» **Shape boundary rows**

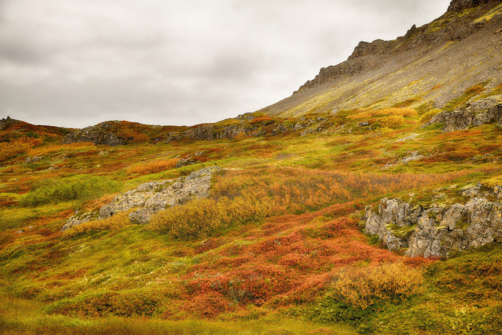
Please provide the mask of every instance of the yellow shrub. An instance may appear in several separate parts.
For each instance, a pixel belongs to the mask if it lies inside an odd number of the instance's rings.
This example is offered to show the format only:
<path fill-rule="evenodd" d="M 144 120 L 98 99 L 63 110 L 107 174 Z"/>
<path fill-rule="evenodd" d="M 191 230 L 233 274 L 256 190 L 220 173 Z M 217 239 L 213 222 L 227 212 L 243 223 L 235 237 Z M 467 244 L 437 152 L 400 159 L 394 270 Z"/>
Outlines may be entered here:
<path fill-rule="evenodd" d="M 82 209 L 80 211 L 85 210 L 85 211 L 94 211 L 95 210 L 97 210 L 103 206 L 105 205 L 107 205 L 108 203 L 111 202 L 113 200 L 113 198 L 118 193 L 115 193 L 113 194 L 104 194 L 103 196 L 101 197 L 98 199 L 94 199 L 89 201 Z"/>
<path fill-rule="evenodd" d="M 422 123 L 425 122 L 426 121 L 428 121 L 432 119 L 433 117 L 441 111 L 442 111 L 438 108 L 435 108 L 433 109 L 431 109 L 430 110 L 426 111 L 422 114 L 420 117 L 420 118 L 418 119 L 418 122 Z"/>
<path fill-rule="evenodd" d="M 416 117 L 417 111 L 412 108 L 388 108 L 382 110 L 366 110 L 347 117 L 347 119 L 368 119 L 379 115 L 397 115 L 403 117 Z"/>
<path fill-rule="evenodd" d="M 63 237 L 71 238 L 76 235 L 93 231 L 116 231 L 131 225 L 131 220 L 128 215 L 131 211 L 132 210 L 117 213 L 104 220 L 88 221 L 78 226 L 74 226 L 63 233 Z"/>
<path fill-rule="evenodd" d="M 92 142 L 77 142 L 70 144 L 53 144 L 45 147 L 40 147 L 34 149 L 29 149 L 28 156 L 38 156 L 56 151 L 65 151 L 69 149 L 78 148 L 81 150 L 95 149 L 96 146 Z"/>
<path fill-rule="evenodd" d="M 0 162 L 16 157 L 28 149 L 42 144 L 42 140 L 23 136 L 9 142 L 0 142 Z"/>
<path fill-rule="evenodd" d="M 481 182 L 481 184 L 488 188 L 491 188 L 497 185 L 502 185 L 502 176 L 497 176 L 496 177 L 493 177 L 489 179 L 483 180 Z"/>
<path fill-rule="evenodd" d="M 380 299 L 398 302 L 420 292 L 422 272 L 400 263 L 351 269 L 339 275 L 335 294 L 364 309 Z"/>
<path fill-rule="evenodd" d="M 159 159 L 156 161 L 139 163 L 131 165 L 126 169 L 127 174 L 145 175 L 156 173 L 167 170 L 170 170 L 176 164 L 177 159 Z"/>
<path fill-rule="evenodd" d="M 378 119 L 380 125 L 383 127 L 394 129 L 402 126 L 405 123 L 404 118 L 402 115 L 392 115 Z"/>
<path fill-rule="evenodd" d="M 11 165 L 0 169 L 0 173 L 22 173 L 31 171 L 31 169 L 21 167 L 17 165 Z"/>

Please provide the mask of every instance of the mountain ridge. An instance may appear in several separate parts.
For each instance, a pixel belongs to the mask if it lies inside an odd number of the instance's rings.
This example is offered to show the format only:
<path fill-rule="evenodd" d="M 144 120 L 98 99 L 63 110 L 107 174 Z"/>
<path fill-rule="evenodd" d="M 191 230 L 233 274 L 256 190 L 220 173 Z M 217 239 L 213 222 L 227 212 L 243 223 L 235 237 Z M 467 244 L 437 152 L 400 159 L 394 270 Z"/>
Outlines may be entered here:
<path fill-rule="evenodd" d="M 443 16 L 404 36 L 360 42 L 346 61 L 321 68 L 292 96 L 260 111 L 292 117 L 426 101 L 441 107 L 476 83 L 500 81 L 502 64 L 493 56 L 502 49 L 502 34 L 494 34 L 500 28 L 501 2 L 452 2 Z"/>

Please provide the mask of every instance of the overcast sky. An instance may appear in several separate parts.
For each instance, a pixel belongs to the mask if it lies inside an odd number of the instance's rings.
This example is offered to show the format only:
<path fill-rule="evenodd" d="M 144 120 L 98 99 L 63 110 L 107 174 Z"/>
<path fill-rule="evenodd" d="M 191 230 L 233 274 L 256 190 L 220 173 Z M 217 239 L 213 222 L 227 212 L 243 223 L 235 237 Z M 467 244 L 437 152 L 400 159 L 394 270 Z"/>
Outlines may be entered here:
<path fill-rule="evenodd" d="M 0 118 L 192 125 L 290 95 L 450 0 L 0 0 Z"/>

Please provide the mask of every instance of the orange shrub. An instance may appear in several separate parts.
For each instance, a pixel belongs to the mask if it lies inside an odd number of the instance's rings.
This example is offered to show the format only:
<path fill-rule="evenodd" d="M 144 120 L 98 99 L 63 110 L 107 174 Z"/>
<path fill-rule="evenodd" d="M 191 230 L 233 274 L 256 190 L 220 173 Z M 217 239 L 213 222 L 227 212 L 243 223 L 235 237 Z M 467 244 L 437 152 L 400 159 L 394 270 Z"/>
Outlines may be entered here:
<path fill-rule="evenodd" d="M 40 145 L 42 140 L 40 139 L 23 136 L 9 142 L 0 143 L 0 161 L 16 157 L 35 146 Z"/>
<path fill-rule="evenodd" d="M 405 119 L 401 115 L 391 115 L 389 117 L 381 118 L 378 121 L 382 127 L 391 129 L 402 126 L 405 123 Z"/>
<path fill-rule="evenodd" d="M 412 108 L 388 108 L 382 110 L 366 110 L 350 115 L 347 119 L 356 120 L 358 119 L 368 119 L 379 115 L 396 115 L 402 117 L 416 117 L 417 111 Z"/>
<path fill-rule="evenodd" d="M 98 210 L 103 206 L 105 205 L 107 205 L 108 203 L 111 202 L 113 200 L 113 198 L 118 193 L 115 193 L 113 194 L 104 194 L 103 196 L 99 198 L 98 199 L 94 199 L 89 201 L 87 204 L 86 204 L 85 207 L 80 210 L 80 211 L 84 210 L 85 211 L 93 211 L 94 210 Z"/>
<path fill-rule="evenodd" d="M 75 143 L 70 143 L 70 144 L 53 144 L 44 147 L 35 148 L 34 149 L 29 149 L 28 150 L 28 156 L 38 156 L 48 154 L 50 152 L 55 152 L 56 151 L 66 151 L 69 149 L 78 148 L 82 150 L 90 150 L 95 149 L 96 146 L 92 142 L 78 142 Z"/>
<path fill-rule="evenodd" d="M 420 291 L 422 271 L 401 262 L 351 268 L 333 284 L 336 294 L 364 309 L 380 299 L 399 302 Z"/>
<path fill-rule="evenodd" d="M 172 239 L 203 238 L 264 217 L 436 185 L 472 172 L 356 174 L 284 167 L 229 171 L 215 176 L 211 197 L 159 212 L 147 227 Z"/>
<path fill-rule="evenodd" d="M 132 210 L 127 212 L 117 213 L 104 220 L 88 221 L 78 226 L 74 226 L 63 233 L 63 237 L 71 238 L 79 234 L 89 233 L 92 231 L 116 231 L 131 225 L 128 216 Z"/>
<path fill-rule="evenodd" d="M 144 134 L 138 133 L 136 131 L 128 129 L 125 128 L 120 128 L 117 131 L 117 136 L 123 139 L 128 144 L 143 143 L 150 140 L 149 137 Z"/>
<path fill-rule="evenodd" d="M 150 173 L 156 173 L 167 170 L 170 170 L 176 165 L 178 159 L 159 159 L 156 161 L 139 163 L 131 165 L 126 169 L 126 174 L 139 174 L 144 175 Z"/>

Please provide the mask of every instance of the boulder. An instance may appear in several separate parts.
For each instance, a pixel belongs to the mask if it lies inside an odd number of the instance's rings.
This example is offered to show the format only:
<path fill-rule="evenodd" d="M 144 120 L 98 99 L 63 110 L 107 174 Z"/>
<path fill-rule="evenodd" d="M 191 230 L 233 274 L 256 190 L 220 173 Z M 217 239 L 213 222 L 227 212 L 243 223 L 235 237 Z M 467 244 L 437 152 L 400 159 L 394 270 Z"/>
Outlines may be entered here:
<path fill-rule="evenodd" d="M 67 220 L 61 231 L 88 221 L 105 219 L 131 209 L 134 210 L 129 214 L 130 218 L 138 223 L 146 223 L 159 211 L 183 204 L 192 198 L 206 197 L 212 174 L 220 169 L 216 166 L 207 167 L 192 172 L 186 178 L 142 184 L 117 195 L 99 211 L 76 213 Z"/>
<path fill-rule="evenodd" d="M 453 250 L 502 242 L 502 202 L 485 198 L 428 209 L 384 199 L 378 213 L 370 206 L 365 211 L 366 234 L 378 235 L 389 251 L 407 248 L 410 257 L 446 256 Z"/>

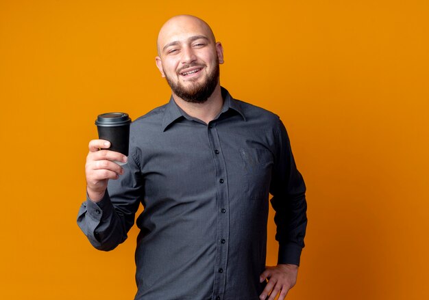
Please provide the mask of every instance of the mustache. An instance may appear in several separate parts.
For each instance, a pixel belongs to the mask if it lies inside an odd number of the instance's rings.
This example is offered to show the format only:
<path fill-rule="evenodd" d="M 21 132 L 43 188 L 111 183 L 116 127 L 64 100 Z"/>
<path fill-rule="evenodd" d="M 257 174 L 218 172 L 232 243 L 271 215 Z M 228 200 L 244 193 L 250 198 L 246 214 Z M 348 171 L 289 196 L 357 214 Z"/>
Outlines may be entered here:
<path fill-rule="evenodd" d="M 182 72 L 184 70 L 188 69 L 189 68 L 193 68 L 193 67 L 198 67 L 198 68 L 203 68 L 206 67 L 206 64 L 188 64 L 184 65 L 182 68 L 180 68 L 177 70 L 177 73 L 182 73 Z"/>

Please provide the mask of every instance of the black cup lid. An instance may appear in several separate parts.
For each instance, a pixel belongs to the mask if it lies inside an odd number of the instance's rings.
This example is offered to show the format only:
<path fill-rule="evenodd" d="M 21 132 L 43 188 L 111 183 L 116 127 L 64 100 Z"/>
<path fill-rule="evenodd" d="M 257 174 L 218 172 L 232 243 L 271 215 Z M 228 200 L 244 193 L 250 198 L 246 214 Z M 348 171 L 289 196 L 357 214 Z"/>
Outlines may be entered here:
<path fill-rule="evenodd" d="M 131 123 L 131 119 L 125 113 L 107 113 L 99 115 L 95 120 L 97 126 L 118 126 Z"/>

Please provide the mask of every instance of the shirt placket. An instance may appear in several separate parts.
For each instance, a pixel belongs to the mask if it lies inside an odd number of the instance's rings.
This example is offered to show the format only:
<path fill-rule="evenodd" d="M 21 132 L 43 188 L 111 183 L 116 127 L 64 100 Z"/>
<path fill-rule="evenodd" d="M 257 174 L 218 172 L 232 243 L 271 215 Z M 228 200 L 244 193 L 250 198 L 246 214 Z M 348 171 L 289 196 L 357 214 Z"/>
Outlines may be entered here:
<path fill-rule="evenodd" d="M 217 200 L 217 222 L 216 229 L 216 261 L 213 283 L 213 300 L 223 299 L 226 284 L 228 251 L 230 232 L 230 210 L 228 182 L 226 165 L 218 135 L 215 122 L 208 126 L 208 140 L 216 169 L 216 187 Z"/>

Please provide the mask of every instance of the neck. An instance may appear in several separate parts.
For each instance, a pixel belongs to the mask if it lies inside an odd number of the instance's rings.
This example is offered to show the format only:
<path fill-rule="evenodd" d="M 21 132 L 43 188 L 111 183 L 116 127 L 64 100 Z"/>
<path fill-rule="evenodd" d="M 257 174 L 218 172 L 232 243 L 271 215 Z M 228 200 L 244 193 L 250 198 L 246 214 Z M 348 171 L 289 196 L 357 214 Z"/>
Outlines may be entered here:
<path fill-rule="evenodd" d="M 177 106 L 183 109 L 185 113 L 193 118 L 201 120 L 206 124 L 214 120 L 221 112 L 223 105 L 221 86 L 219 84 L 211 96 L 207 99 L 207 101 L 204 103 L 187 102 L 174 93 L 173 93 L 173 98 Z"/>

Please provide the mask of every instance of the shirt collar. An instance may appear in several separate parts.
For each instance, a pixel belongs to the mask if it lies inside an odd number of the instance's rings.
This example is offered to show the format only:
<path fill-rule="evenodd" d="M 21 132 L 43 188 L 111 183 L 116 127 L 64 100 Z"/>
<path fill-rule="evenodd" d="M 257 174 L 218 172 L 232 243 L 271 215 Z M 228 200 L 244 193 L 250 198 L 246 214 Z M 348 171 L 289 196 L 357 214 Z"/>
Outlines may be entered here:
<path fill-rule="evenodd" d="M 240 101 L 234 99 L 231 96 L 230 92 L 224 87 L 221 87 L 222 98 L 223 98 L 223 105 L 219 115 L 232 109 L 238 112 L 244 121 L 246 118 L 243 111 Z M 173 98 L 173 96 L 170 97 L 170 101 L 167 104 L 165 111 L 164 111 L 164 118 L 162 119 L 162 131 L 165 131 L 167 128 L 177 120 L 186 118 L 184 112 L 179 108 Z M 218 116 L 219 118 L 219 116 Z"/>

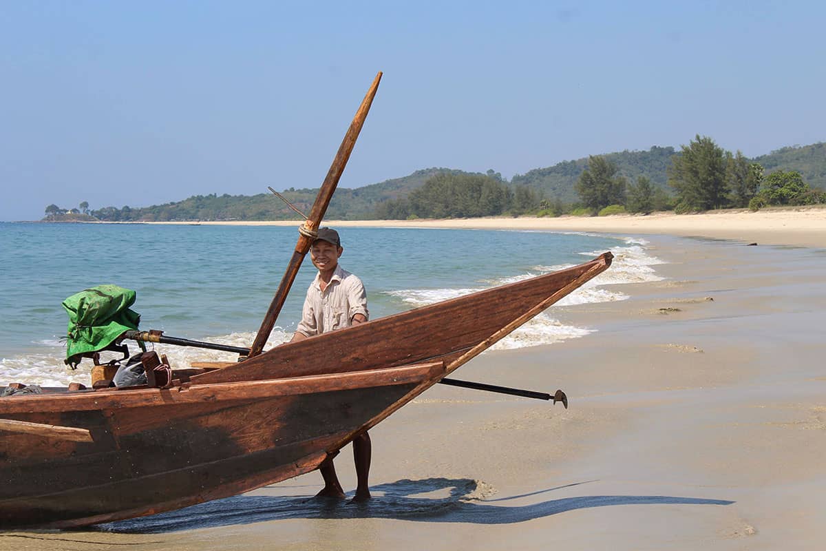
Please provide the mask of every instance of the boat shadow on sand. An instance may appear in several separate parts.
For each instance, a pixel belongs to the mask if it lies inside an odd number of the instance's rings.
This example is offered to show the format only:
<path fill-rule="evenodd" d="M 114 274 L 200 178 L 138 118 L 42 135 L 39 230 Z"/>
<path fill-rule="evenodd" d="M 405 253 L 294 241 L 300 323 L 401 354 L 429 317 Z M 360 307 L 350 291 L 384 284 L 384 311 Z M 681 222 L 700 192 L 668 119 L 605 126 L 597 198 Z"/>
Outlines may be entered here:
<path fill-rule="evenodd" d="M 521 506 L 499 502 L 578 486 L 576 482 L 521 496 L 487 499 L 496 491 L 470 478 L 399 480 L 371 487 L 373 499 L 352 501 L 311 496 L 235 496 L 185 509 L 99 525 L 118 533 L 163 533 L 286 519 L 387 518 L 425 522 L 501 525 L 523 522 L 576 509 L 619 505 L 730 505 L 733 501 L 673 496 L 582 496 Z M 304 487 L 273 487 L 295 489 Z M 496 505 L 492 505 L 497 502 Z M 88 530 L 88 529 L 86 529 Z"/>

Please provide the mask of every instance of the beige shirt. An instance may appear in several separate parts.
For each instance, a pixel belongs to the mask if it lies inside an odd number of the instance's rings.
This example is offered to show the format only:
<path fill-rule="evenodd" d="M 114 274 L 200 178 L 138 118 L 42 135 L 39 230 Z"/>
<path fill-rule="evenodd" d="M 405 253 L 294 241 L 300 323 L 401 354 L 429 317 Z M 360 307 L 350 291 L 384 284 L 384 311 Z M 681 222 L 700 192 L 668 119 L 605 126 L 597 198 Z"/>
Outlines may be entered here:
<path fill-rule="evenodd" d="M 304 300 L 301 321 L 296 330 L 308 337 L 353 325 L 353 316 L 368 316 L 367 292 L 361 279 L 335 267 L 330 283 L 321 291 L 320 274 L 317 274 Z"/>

» **YOUR OBJECTIVE**
Retype the lines from the start of the rows through the line that contains "422 123 L 425", including both ends, and leave out the pictures.

» **ANSWER TO THE TASK**
Please provide the mask of every instance of the yellow shrub. An instance may appear in several separate parts.
For each instance, a pixel belongs to the mask if it lies inside an odd number of the instance's rings.
This example is offered to show the format only:
<path fill-rule="evenodd" d="M 144 120 L 98 99 L 63 110 L 107 174 Z"/>
<path fill-rule="evenodd" d="M 191 230 L 233 274 L 256 190 L 220 173 Z M 217 239 L 213 222 L 227 212 L 243 223 L 235 237 Z M 467 244 L 437 152 L 400 159 L 394 270 Z"/>
Outlines may be entered here:
<path fill-rule="evenodd" d="M 82 209 L 80 211 L 85 210 L 85 211 L 94 211 L 95 210 L 97 210 L 103 206 L 105 205 L 107 205 L 108 203 L 111 202 L 113 200 L 113 198 L 118 193 L 115 193 L 113 194 L 104 194 L 103 196 L 101 197 L 98 199 L 94 199 L 89 201 Z"/>
<path fill-rule="evenodd" d="M 422 123 L 425 122 L 426 121 L 428 121 L 432 119 L 433 117 L 441 111 L 442 111 L 438 108 L 435 108 L 433 109 L 431 109 L 430 110 L 426 111 L 422 114 L 420 117 L 420 118 L 418 119 L 418 122 Z"/>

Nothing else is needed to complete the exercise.